**Task item:** Give the lines of the records below, from the line that contains "Prompted segmentation: every" through the line that contains "negative clicks: (513, 95) (530, 15)", as a JSON list of strings. Use one string per line, include both end lines, and leave out any blank lines.

-- Available records follows --

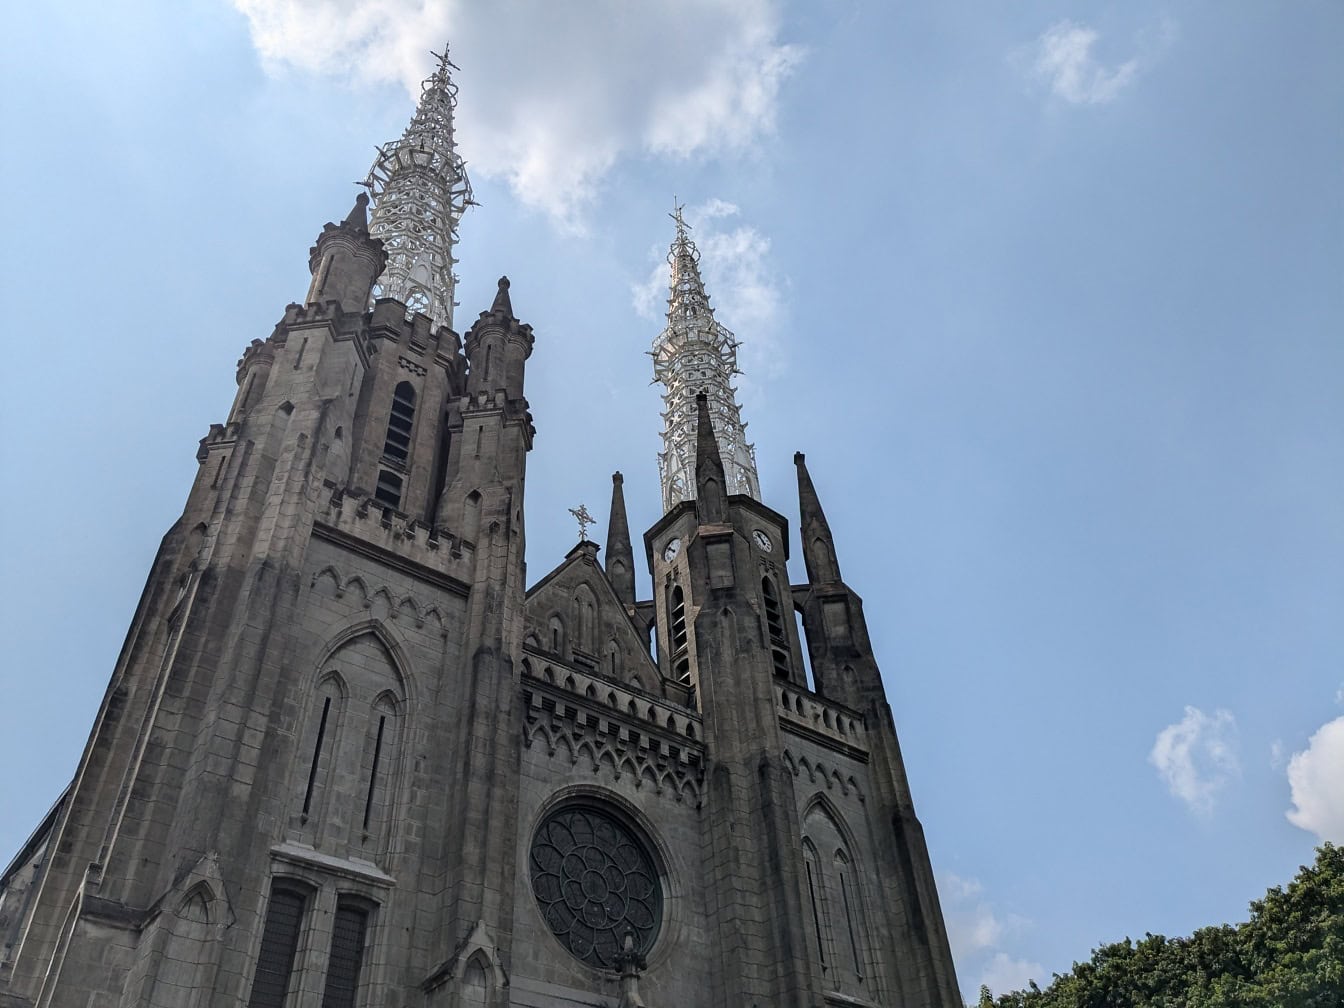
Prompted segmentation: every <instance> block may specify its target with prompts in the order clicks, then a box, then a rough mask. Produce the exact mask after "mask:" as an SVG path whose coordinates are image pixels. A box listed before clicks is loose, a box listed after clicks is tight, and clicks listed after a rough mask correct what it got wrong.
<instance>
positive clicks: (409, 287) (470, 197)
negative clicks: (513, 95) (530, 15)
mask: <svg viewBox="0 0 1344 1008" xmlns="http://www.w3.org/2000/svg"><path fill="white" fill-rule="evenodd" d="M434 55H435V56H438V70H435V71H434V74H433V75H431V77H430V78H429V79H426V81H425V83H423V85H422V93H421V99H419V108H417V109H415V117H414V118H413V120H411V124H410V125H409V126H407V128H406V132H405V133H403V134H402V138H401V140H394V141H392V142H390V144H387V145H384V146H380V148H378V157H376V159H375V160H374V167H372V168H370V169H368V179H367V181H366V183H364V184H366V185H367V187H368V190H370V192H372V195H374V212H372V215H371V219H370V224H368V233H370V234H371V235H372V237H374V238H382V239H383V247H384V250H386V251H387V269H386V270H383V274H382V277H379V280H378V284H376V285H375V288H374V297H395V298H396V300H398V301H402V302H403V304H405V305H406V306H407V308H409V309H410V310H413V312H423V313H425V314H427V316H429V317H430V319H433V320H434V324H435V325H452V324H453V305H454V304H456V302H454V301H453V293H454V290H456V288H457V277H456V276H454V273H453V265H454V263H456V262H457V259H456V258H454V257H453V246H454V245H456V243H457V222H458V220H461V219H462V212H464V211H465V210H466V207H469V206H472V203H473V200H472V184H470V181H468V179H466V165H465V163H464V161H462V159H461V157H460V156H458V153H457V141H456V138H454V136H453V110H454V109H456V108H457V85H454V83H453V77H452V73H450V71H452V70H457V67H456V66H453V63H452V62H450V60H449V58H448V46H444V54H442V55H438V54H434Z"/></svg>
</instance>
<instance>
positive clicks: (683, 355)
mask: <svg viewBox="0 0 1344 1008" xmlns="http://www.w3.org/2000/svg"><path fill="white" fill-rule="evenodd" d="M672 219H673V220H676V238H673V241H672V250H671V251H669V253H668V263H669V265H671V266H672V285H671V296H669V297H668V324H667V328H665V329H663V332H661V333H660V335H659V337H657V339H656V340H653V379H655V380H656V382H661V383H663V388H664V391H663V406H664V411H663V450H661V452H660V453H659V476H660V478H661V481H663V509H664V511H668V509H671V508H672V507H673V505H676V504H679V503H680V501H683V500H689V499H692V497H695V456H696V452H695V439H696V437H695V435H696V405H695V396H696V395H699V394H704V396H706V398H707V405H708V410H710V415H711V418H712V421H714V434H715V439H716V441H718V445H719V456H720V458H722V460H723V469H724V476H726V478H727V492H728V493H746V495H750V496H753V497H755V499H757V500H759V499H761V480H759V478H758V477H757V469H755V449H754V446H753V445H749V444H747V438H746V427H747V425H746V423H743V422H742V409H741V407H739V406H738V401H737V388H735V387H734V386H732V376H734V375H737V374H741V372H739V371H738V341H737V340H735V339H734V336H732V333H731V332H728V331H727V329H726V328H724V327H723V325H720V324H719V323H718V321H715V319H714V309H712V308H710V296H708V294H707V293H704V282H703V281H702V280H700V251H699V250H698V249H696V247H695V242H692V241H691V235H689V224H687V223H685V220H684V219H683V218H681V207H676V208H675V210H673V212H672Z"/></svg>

-- Available records concluded --
-- Available records follows --

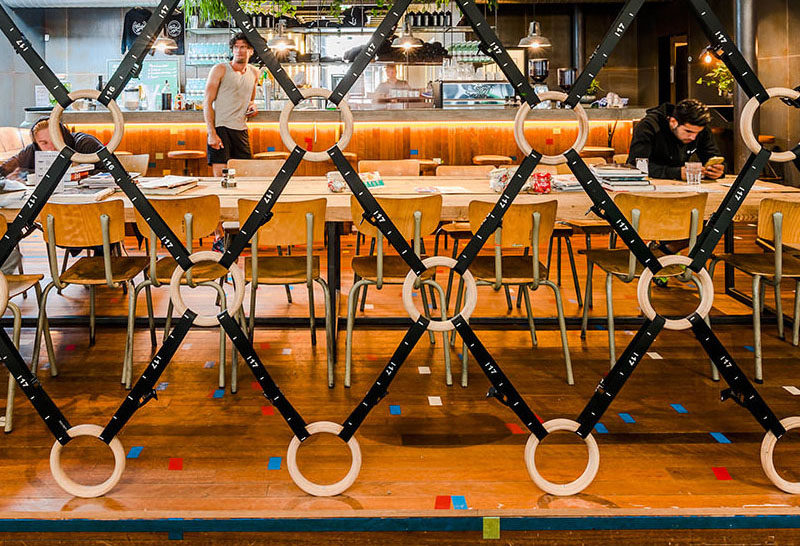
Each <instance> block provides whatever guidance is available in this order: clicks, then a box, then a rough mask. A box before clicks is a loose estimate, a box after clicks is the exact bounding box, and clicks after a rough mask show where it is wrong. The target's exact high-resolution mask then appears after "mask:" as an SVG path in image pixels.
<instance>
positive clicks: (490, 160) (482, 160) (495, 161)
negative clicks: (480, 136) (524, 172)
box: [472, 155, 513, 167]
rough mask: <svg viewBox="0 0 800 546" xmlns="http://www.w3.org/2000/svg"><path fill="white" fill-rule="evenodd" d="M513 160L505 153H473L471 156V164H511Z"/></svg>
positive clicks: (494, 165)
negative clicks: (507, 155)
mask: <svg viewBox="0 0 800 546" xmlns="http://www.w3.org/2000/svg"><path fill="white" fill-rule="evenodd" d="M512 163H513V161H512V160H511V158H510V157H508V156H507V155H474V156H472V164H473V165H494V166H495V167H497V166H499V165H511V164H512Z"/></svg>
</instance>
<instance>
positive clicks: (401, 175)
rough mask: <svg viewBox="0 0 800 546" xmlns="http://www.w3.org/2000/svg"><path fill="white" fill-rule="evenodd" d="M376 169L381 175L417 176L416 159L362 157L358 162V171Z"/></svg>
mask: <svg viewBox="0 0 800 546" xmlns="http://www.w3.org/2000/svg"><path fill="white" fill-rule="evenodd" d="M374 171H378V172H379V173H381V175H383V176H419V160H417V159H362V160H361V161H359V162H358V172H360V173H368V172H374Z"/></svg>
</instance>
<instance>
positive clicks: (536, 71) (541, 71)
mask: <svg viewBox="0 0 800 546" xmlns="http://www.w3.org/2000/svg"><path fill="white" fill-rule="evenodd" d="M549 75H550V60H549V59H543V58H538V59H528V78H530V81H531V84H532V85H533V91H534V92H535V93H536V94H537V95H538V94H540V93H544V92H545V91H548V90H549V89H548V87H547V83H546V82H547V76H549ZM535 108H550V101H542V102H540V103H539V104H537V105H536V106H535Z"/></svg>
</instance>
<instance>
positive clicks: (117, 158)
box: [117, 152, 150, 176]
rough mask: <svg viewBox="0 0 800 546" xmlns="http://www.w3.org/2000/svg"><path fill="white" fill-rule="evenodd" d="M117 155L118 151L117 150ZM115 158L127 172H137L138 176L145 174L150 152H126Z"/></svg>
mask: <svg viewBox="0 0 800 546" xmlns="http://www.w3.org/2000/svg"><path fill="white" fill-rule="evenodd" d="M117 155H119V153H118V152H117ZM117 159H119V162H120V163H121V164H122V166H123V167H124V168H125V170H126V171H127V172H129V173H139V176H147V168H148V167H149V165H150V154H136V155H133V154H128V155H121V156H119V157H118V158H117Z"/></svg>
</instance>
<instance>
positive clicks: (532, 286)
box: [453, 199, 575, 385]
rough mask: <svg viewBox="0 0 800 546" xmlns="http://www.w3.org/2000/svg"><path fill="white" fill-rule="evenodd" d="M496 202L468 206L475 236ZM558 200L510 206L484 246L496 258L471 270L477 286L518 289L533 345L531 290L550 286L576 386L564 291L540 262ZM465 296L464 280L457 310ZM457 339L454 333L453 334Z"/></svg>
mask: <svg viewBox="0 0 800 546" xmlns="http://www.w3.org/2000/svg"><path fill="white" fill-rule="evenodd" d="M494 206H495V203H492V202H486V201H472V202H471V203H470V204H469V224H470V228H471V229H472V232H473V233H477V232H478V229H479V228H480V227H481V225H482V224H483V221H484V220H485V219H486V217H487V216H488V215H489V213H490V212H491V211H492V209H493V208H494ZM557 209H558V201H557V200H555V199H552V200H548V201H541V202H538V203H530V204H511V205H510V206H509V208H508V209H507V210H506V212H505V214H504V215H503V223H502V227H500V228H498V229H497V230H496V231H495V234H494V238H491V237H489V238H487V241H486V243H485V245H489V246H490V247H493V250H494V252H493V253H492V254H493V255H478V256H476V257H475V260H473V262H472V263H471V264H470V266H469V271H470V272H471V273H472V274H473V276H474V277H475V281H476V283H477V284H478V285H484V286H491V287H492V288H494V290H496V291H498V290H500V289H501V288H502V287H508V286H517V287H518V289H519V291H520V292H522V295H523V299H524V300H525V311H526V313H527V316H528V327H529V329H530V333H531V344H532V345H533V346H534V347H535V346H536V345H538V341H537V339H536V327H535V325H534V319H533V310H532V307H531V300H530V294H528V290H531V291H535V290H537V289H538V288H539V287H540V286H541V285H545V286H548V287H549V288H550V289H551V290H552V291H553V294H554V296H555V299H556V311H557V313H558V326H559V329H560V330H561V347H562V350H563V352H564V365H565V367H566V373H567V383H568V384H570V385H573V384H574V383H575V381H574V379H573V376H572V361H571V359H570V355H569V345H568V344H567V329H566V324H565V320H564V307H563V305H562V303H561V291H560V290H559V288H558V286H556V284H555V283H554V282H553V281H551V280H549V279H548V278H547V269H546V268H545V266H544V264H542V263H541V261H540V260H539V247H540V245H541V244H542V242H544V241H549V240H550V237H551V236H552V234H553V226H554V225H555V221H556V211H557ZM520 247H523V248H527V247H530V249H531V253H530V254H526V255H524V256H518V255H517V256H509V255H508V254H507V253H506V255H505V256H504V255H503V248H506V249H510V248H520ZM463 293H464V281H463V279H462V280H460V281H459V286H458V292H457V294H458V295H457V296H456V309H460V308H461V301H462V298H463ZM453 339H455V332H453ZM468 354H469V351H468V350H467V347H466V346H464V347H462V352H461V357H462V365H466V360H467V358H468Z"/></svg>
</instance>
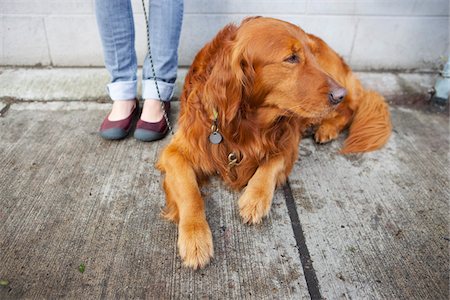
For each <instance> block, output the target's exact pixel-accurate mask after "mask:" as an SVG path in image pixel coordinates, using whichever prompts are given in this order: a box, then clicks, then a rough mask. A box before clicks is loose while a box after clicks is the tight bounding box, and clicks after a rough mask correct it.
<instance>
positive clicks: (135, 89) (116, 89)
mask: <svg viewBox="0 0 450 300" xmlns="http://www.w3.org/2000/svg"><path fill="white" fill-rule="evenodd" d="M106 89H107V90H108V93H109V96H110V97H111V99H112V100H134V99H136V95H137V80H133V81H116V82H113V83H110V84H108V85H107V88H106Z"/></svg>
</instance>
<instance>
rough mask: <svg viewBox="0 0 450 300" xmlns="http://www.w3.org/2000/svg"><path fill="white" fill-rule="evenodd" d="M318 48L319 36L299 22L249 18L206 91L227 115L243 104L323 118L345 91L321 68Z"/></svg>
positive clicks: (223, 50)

-- Available records concluded --
-- Available records follows --

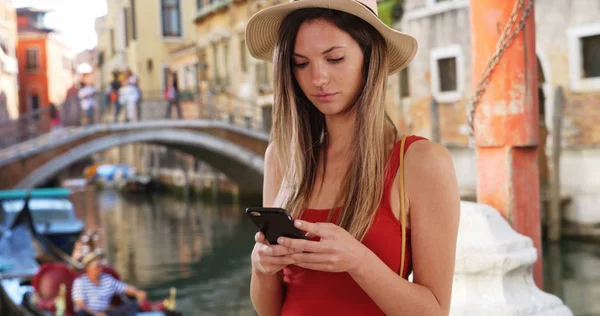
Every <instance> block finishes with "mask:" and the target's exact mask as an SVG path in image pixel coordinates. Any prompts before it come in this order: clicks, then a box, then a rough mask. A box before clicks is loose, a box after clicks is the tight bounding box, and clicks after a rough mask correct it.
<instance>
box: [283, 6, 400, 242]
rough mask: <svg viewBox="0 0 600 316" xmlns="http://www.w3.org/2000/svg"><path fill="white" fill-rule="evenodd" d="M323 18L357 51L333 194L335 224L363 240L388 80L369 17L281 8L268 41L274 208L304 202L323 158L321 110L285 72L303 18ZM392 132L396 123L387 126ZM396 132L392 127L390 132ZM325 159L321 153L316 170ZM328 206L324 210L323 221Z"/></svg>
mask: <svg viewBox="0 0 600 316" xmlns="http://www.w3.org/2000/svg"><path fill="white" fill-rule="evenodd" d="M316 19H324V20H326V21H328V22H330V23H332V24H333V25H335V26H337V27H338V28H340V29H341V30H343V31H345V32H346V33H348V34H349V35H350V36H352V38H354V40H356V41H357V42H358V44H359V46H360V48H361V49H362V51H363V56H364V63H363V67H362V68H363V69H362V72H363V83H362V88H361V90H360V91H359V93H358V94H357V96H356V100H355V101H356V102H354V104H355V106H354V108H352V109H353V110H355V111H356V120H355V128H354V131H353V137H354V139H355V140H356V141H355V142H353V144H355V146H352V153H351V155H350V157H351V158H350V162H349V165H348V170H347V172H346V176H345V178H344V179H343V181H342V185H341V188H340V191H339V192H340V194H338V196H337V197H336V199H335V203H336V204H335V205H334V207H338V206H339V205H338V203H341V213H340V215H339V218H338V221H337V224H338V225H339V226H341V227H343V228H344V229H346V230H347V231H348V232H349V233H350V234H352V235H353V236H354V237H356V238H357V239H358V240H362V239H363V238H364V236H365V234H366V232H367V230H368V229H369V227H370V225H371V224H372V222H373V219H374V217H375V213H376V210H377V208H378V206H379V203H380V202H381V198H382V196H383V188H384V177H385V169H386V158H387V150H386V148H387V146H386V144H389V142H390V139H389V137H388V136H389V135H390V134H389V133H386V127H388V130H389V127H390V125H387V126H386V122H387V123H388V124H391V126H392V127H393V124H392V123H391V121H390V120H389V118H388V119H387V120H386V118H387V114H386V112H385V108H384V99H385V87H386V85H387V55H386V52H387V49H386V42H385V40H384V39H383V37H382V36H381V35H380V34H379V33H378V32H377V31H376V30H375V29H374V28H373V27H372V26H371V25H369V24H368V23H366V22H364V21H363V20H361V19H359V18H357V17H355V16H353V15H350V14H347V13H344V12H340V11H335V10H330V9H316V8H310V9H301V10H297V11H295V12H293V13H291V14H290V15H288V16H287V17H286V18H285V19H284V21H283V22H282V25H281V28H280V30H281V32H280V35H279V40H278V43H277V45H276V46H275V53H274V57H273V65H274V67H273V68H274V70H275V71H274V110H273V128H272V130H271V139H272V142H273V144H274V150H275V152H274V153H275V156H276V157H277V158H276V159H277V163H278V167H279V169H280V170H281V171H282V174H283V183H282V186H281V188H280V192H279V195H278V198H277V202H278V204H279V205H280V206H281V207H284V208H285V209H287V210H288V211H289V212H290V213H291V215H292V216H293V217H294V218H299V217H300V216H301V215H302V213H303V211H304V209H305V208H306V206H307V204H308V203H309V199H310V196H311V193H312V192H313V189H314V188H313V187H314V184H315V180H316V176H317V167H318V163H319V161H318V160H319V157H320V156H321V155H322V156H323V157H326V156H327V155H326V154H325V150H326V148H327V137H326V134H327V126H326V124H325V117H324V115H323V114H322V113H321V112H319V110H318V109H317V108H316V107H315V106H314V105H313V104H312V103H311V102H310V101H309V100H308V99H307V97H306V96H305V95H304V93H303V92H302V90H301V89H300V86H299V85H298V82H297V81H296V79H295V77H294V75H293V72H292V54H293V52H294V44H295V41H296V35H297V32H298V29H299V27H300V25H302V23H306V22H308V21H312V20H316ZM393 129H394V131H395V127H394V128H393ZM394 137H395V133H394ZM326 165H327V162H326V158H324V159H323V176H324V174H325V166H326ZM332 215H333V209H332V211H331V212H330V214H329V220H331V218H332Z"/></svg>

-- Available records concluded --

**Task output:**
[
  "Prompted segmentation: every <instance> block may specify its target with prompts in the order clicks, then a box, then a rough mask. Produce the exact mask after \"mask:\" as an SVG path whose coordinates are image pixels. A box listed before clicks is loose, a box listed after clicks is tight, and clicks listed after a rough mask correct what it got wrong.",
  "<instance>",
  "positive clicks: (409, 287) (470, 197)",
  "negative clicks: (513, 95) (530, 15)"
]